== Entries shown ==

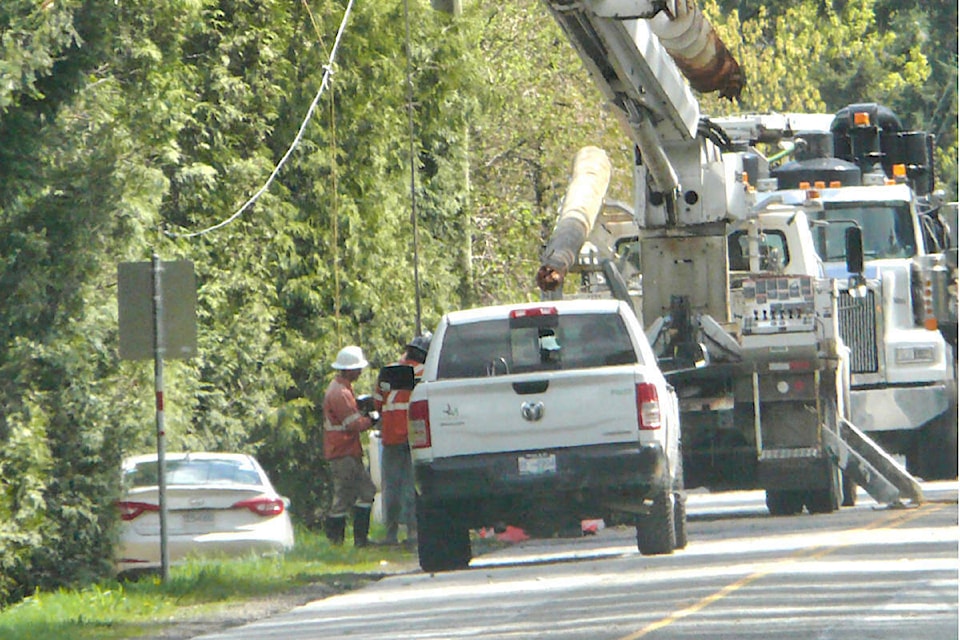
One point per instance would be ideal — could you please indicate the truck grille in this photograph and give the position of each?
(858, 328)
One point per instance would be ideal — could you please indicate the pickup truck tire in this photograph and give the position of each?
(656, 531)
(443, 544)
(849, 491)
(784, 502)
(826, 500)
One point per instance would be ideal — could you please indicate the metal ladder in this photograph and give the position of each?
(858, 456)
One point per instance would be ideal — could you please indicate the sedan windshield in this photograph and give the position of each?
(887, 230)
(189, 471)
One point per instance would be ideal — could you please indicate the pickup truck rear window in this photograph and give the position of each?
(499, 347)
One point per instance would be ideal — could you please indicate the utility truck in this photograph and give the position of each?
(862, 168)
(727, 282)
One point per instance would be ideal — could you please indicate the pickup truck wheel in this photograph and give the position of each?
(680, 521)
(826, 500)
(442, 543)
(784, 503)
(849, 491)
(656, 533)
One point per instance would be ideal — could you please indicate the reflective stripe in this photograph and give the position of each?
(353, 417)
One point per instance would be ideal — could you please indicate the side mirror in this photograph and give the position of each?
(396, 377)
(853, 237)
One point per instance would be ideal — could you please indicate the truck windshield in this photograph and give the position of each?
(495, 347)
(887, 230)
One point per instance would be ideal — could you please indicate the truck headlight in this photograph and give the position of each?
(915, 354)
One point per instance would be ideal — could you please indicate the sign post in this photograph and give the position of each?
(157, 311)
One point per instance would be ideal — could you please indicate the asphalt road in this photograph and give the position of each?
(866, 572)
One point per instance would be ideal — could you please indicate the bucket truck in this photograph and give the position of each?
(862, 168)
(731, 290)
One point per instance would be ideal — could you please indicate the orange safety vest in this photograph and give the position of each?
(342, 421)
(393, 408)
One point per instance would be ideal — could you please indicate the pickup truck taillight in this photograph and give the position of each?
(130, 510)
(419, 414)
(648, 407)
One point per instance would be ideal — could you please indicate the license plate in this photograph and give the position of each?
(537, 464)
(193, 521)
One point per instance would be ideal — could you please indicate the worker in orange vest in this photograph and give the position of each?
(396, 470)
(343, 422)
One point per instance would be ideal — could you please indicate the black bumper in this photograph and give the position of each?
(602, 472)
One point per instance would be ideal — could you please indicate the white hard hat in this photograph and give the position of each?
(350, 358)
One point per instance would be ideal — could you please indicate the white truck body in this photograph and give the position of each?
(541, 415)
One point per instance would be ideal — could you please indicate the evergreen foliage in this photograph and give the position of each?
(127, 126)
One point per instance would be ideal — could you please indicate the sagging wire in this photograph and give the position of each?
(327, 73)
(413, 174)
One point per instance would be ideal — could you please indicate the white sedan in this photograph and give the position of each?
(218, 504)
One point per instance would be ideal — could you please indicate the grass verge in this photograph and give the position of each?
(118, 610)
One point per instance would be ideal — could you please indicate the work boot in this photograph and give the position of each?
(361, 526)
(334, 527)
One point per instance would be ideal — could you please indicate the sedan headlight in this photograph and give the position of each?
(915, 354)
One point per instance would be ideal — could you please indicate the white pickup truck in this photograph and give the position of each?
(540, 415)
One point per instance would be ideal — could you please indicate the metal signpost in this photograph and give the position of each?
(157, 304)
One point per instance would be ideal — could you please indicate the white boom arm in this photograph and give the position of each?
(638, 52)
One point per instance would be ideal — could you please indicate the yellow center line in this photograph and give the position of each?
(810, 553)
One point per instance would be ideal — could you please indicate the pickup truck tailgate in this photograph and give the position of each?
(534, 411)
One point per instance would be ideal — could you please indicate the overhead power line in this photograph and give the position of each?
(327, 72)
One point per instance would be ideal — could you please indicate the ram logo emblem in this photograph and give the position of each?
(531, 411)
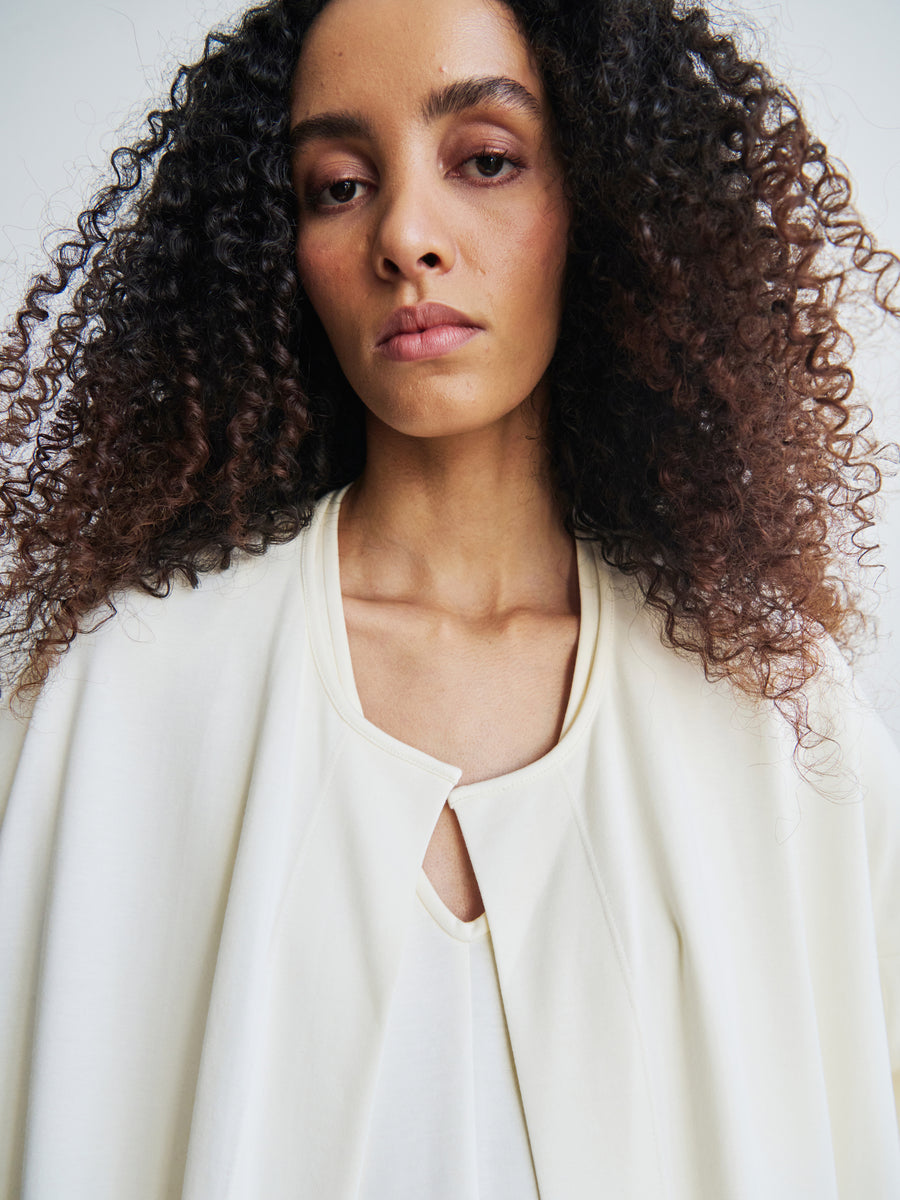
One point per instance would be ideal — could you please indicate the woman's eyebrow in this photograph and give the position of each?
(463, 94)
(448, 101)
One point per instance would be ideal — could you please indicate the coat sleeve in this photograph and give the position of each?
(880, 773)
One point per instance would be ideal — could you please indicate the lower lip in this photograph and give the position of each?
(427, 343)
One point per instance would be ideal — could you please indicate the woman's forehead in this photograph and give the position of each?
(401, 51)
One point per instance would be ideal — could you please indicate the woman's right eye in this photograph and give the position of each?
(337, 193)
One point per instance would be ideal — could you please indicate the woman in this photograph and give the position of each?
(437, 851)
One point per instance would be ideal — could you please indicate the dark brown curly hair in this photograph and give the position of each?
(181, 402)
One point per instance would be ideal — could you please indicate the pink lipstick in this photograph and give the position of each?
(424, 331)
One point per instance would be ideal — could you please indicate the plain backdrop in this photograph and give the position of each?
(78, 76)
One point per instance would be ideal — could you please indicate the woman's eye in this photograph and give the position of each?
(335, 195)
(490, 166)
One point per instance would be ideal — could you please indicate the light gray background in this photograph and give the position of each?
(77, 77)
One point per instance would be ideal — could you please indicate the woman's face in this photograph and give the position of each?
(425, 177)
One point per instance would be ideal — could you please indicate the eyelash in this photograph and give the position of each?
(313, 202)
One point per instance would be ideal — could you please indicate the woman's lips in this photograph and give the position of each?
(424, 331)
(426, 343)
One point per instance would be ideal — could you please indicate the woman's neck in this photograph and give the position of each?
(467, 523)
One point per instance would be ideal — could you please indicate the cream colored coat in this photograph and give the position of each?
(209, 858)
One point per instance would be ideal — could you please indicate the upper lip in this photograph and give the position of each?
(414, 318)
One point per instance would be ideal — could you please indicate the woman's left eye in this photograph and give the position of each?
(490, 165)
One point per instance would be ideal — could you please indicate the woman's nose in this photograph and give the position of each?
(414, 237)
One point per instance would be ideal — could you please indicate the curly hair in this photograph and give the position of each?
(184, 402)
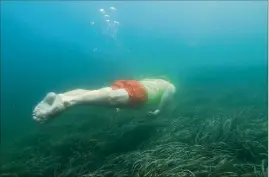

===

Objective: Please return every line above that contains the word "coat", treating case as significant.

Correct output:
One point per instance would be ideal — could you please indicate the coat sleeve in this photograph and give the position of each?
One point per instance would be ideal — could you please indicate the cream colored coat in this photograph and give the position of each?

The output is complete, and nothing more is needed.